Document passage =>
- - -

Sometimes a carburettor needs a replacement part that is not available or only available as part of an expensive assembly. Take the last type of carburetor fitted to the GSXR750 on the T/V models or SRAD, these have an arrangement where the needle slides in a plain brass tube fed at it's top end by a gallery from the emulsion tube. The emulsion tube sits inside the main jet holder and is fed by a gallery from an air jet in order to mix the flow of fuel from the main jet.
This all sounds complicated, but it gets worse; the emulsion tube is a brass part permanently pressed and bonded into the carburettor body casting - big bucks to replace!
Imagine our horror (and the customer's) when we last worked on a set of these to find that one emulsion tube (on #1 carb) had been rotted at the point it entered the body casting and the resulting expanding corrosion had blown through it's wall. The part was left dangling when we removed the jet holder.
In the picture above the emulsion tube is missing from the left hand carb body, at this point it was decided to try a repair strategy that would entail removal of the remains left in the body casting and employ a section of custom made brass soldered to the remaining part of the emulsion tube in order to preserve it's dimensions.

- - -

Material =>

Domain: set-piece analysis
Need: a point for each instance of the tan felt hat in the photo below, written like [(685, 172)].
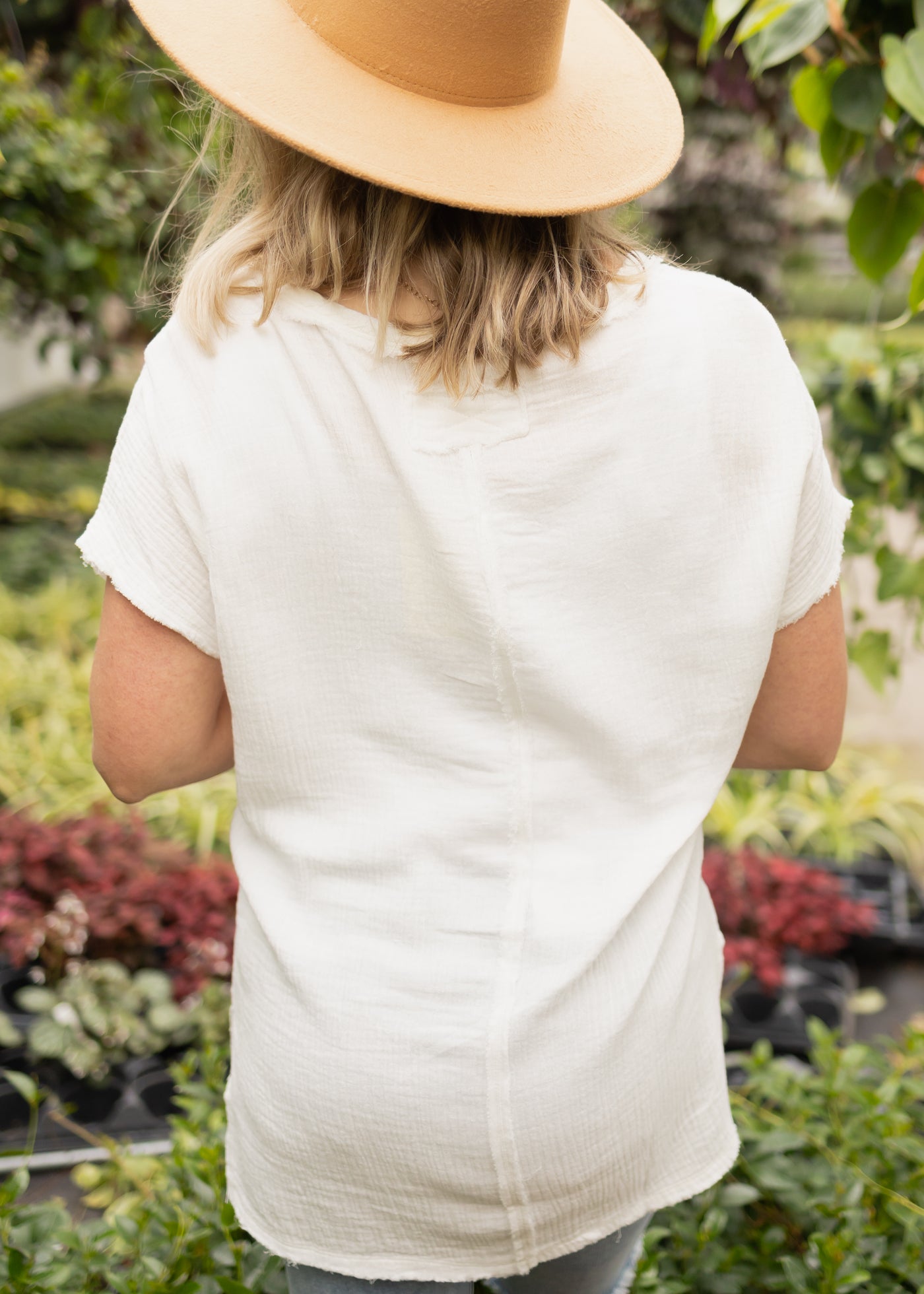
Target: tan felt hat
[(522, 106)]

- - -

Required work =>
Using the carburetor repair passage, answer these:
(a) On which motorcycle models was this type of carburetor fitted?
(b) Which carb had the rotted emulsion tube?
(c) What would be soldered to the remaining part of the emulsion tube?

Result below =>
(a) The GSXR750 T/V models or SRAD
(b) The #1 carb
(c) A section of custom-made brass